## What the exercise asks
Summarize the post below about Hitchens's atheism in two sentences.

Strengthening Constitutional Self-Government

No Left Turns

Hitchens’s atheist fundamentalism

Peter Berkowitz takes apart "the new, new atheism." Berkowitz shows, among other things, that Hitchens is the mirror image of the fundamentalists he purports to criticize. And he offers this sober conclusion:

Playing into the anger and enmities that debase our politics today, the new new atheism blurs the deep commitment to the freedom and equality of individuals that binds atheists and believers in America. At the same time, by treating all religion as one great evil pathology, today’s bestselling atheists suppress crucial distinctions between the forms of faith embraced by the vast majority of American citizens and the militant Islam that at this very moment is pledged to America’s destruction.


Like philosophy, religion, rightly understood, has a beginning in wonder. The most wonderful of creatures are human beings themselves. Of all the Bible’s sublime and sustaining teachings, none is more so than the teaching that explains that humanity is set apart because all human beings--woman as well as man the Bible emphasizes--are created in the image of God (Genesis 1:27).


That a teaching is sublime and sustaining does not make it true. But that, along with its service in laying the moral foundations in the Western world for the belief in the dignity of all men and women--a belief that our new new atheists take for granted and for which they provide no compelling alternative foundation--is reason enough to give the variety of religions a fair hearing. And it is reason enough to respect believers as decent human beings struggling to make sense of a mysterious world.

Read the whole thing.
 

Discussions - 4 Comments

Fundamantalist Islam is not comparable at all to fundamentalist Christianity.

Attempting to make the two the same is the lazy man's way of deriding all religion as one and the same.

The Bible certainly is clearer than the Greeks that the most wonderful beings are the beings who wonder, and that the beings who wonder necessarily wander or are not fully at home in the world. (The stars and heavens [not to mention the other species] are mighty boring compared with us.) In order for the world to in some measure be the home of the human mind it can't be unambiguously the home of the whole human being. The GENESIS account, to begin with, is better, truer on the fundamental human experiences than anything Darwin or any Darwinian has ever said. I take Hitchens' angry atheism to be at the core of his republican fanaticism. The one time he came to Berry College, he explained to an astonished audience that England was still a despotism because it still had a monarch. But if I were Hitchens I would say to Berkowitz: "Sublime and sustaining" are weasel words, I'm interested in what is true, especially because the history of the mere utility of Biblical religion is pretty uneven (although of course not as bad as Hitchens would have us remember).

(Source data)
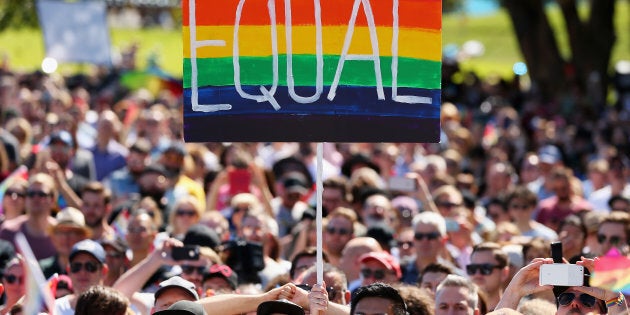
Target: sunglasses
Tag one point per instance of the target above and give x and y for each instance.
(447, 204)
(14, 194)
(11, 279)
(614, 240)
(429, 236)
(223, 269)
(307, 287)
(566, 298)
(518, 207)
(190, 269)
(37, 193)
(136, 229)
(188, 213)
(378, 274)
(485, 269)
(340, 231)
(89, 266)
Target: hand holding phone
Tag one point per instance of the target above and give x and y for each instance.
(561, 275)
(187, 252)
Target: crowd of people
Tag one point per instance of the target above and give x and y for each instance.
(118, 208)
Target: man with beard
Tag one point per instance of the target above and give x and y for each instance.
(124, 182)
(563, 203)
(96, 208)
(172, 159)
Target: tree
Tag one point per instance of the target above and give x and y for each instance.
(591, 41)
(17, 13)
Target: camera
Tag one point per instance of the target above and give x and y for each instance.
(561, 275)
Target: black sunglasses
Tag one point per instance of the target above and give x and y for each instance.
(378, 274)
(430, 236)
(89, 267)
(38, 193)
(307, 287)
(566, 298)
(614, 240)
(190, 269)
(340, 231)
(11, 279)
(13, 194)
(485, 269)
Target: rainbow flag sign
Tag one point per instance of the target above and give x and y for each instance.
(611, 272)
(312, 70)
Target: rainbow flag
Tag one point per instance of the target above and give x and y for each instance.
(38, 294)
(20, 172)
(312, 70)
(611, 272)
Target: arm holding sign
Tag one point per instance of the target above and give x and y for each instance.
(422, 193)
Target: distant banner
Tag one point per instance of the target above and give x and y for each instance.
(312, 70)
(75, 31)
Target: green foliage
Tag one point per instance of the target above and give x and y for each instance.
(17, 14)
(25, 49)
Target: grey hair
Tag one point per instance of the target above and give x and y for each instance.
(462, 282)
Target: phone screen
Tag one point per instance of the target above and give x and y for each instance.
(239, 180)
(185, 253)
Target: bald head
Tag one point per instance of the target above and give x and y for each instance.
(351, 252)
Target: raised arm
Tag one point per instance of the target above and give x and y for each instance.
(229, 304)
(132, 280)
(525, 282)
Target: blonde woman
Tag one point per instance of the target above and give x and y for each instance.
(186, 213)
(13, 282)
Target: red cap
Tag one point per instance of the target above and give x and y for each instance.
(384, 258)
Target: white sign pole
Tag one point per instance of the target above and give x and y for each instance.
(318, 217)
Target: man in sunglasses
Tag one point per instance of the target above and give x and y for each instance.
(613, 232)
(574, 300)
(86, 268)
(489, 269)
(379, 267)
(429, 242)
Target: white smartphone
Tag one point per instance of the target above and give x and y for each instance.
(402, 184)
(561, 275)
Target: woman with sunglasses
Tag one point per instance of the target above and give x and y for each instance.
(13, 282)
(574, 300)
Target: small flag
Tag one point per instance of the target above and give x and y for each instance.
(611, 272)
(20, 172)
(37, 288)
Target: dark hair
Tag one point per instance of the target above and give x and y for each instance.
(497, 252)
(573, 220)
(417, 300)
(381, 290)
(102, 300)
(307, 252)
(435, 267)
(522, 193)
(98, 188)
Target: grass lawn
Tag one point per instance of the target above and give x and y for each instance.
(25, 48)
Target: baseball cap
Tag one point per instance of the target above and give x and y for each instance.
(384, 258)
(61, 136)
(177, 147)
(141, 146)
(89, 247)
(201, 235)
(295, 182)
(177, 282)
(549, 154)
(279, 307)
(70, 217)
(183, 308)
(222, 271)
(383, 234)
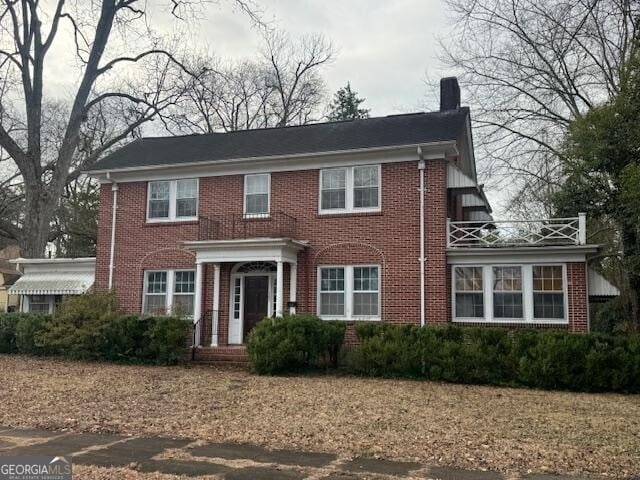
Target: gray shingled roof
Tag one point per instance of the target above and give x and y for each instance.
(394, 130)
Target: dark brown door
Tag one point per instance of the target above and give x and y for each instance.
(256, 302)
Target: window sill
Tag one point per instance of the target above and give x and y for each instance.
(352, 320)
(172, 222)
(354, 213)
(511, 323)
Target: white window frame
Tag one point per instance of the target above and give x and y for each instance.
(51, 299)
(171, 287)
(173, 201)
(348, 293)
(267, 214)
(565, 290)
(349, 188)
(527, 295)
(521, 291)
(484, 296)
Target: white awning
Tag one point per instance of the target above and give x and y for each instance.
(456, 178)
(473, 200)
(600, 286)
(53, 283)
(479, 216)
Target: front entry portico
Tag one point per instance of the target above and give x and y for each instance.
(256, 283)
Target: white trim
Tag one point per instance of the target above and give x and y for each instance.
(348, 293)
(170, 291)
(278, 163)
(349, 186)
(51, 302)
(293, 286)
(279, 289)
(244, 196)
(215, 319)
(239, 322)
(250, 250)
(173, 201)
(519, 255)
(527, 295)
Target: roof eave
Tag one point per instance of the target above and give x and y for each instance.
(431, 150)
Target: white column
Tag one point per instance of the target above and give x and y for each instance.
(279, 288)
(293, 285)
(216, 304)
(197, 300)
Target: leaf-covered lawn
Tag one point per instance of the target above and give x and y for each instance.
(468, 426)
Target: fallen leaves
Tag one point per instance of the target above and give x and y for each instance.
(468, 426)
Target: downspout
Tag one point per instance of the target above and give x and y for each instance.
(421, 167)
(114, 208)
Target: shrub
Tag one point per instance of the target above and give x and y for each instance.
(8, 324)
(387, 350)
(28, 331)
(535, 358)
(294, 343)
(90, 327)
(165, 340)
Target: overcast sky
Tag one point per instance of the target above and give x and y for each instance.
(384, 47)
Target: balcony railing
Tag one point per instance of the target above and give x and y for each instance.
(238, 226)
(555, 231)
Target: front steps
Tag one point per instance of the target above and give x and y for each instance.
(228, 356)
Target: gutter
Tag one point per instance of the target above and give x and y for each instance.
(114, 208)
(421, 167)
(435, 149)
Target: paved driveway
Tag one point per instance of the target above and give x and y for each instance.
(226, 460)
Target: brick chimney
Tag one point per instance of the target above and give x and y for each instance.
(449, 94)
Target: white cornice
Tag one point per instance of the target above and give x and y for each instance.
(307, 161)
(505, 255)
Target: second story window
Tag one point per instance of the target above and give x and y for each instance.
(256, 195)
(173, 200)
(350, 189)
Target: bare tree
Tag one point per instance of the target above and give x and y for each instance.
(530, 67)
(125, 72)
(292, 72)
(284, 87)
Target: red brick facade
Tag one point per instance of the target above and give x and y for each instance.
(389, 238)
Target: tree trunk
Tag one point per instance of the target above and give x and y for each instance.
(39, 211)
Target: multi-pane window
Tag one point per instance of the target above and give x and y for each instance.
(159, 199)
(548, 292)
(333, 189)
(169, 291)
(469, 300)
(332, 292)
(366, 292)
(186, 197)
(173, 200)
(156, 292)
(256, 194)
(349, 189)
(510, 293)
(40, 304)
(507, 292)
(351, 292)
(183, 292)
(365, 187)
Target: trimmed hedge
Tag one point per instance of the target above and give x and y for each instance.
(294, 343)
(545, 359)
(88, 327)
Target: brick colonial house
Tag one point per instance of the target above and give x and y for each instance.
(379, 219)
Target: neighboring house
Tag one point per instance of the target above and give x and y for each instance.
(378, 219)
(46, 281)
(8, 275)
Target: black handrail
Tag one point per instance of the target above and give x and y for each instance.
(239, 226)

## Task result
Peter Berkowitz argues that Hitchens's "new new atheism" mirrors the fundamentalism it attacks, feeds the anger that debases politics, blurs the commitment to freedom and equality shared by atheists and believers, and ignores the difference between most Americans' faith and militant Islam. He adds that a sublime teaching is not thereby true, but the biblical teaching that all human beings are created in God's image helped lay the foundation for belief in human dignity, which is reason enough to give religions a fair hearing and to respect believers.